> REQUIRED TASK A: Reproduce line for line, with no changes, all of the stored data entry records that follow the sermon text below.

· · · · ·

Proper 22A Sermon (2005)

Proper 22 (October 2-8)
Texts: Philippians 3:4b-14;
Matt. 21:33-46; Isa. 5:1-7

‘I WANT TO KNOW CHRIST’

Children’s Sermon

  • Talk about the experience of having a garden, the hard work it takes to keep one. What would happen if you put in all that work and the garden hardly produced anything? Do any tools help? How so?
  • Our lessons talk a lot about God keeping a vineyard. If it doesn’t produce, God will turn it over to someone else. I think this means turning it over to someone else’s care, now that the right tool has come along. That right tool is the love and forgiveness we know through Jesus Christ. It matters what we teach and learn about God in having the vineyard produce good fruit.

Sermon

“I want to know Christ.” That is the theme verse today, as we continue in our “Loyalty Season” theme of “Our purpose is the same.” It rings out the theme of discipleship as St. Paul testifies to the desire, the purpose, that saves us, naming, knowing Christ. And the first part of what St. Paul says afterwards certainly rings true for us: “I want to know Christ and the power of his resurrection.” That is easy for us to want to know: the power of resurrection, the power of eternal life. Who wouldn’t want that? And so we Christians tend to emphasize this portion of the Good News. We become disciples of the one who has the power to raise us to eternal life, and we most often make disciples of others with an emphasis on that theme, right?

· · · · ·

> REQUIRED TASK B:
Decide whether each statement agrees with the sermon above, answering yes or no and quoting the words from the sermon that settle it.
(i) The theme verse of the sermon is "I want to know Christ."
(ii) The children's sermon says God will keep the vineyard even if it does not produce.
(iii) Isaiah 5:1-7 is among the listed texts.

Stored data entries:
· · · · ·

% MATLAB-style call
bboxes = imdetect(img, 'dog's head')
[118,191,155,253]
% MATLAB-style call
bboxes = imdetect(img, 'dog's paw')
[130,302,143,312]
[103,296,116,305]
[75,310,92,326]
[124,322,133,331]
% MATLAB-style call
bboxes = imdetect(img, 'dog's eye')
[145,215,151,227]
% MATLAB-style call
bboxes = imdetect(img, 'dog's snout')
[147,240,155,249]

· · · · ·

> WRITTEN REPLY A:
% MATLAB-style call
bboxes = imdetect(img, 'dog's head')
[118,191,155,253]
% MATLAB-style call
bboxes = imdetect(img, 'dog's paw')
[130,302,143,312]
[103,296,116,305]
[75,310,92,326]
[124,322,133,331]
% MATLAB-style call
bboxes = imdetect(img, 'dog's eye')
[145,215,151,227]
% MATLAB-style call
bboxes = imdetect(img, 'dog's snout')
[147,240,155,249]

> WRITTEN REPLY B:
(i) Yes: "“I want to know Christ.” That is the theme verse today"
(ii) No: "If it doesn’t produce, God will turn it over to someone else."
(iii) Yes: "Isa. 5:1-7"